YOUR INSTRUCTIONS
Count how many lines of the data contain the string "target", with case counting. Reply with the number alone.
** STUDY MATERIAL follows **
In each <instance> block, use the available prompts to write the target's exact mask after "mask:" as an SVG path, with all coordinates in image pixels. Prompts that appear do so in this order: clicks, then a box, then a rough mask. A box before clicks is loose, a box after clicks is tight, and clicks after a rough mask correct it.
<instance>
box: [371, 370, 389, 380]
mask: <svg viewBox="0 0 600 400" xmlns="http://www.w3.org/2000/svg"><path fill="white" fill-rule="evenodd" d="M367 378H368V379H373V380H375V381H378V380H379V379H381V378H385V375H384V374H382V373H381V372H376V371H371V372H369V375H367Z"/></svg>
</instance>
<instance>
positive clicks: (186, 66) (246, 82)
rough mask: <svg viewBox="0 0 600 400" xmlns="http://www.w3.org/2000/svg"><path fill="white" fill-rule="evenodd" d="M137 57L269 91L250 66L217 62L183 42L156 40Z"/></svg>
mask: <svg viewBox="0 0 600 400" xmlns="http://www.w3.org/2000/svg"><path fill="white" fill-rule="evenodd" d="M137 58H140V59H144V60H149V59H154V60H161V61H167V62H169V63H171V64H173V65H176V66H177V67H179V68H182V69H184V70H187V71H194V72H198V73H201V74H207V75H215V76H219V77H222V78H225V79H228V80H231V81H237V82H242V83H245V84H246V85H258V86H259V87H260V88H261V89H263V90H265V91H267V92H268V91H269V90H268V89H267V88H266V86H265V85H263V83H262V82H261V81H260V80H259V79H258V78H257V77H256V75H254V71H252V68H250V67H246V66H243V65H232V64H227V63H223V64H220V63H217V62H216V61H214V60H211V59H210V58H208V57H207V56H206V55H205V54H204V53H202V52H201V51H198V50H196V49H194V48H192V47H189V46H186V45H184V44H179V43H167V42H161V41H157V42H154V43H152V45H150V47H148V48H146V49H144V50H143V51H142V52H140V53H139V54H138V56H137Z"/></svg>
** End of STUDY MATERIAL **
** STUDY MATERIAL follows **
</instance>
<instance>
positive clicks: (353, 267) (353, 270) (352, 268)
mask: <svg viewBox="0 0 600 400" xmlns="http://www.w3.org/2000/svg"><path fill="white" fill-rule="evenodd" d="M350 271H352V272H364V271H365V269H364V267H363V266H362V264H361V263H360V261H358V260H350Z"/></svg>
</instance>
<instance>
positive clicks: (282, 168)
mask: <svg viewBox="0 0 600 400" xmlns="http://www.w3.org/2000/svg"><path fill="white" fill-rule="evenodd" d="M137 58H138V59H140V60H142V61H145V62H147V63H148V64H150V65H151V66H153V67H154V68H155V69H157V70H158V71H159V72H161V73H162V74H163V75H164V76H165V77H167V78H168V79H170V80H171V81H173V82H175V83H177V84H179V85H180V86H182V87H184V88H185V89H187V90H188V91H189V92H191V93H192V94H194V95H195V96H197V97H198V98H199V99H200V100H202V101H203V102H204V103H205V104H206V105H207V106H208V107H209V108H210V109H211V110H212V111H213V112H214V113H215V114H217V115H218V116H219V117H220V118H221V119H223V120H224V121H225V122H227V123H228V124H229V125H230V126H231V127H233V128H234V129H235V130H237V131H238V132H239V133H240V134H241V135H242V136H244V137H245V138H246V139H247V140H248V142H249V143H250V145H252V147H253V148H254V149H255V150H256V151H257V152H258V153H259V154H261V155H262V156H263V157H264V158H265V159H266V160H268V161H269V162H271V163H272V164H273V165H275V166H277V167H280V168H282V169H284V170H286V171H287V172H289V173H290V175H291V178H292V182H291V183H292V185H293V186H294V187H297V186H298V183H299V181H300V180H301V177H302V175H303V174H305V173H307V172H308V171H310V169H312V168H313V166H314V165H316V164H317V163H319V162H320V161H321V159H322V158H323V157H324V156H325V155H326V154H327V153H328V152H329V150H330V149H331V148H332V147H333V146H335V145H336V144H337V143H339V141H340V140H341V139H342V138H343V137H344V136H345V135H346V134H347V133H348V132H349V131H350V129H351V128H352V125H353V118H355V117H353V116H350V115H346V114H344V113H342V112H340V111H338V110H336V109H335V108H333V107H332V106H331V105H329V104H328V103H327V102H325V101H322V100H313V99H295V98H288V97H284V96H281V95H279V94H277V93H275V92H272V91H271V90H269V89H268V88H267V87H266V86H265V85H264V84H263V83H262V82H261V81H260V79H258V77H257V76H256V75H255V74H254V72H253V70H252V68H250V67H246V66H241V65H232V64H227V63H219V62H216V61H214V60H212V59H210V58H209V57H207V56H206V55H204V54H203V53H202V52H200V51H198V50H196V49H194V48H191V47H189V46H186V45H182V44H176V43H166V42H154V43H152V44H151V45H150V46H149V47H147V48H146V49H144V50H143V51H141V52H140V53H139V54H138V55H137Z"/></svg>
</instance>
** End of STUDY MATERIAL **
** STUDY MATERIAL follows **
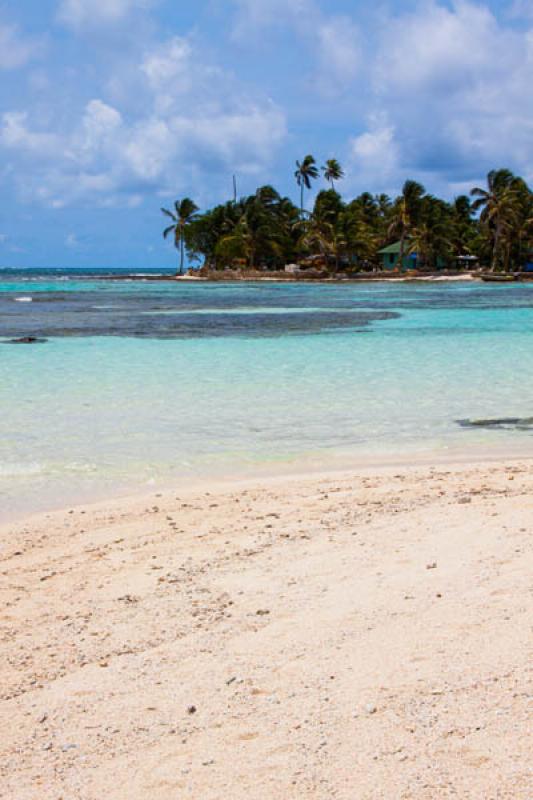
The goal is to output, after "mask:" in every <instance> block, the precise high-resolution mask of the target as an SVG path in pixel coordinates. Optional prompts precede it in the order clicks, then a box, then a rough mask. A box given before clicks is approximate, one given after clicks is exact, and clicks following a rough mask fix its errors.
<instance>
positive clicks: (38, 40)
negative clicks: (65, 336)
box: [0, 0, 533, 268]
** End of STUDY MATERIAL **
RESPONSE
2